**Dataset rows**
▬▬▬

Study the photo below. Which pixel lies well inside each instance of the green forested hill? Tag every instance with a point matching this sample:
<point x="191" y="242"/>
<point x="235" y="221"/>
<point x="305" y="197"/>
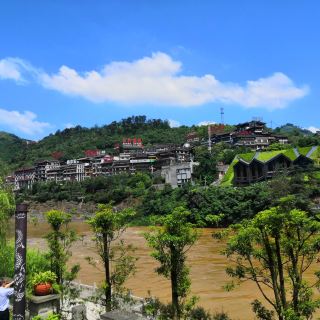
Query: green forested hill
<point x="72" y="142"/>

▬▬▬

**Set problem**
Change every "green forested hill" in the records to "wooded hillside" and reproduce them with nothing else altered. Omit the pictures from your output.

**Written solution**
Study the photo below. Which pixel lies well inside each instance of the wooded hillside? Tag every instance with a point matching this sample:
<point x="191" y="242"/>
<point x="235" y="221"/>
<point x="305" y="197"/>
Query: wooded hillside
<point x="72" y="142"/>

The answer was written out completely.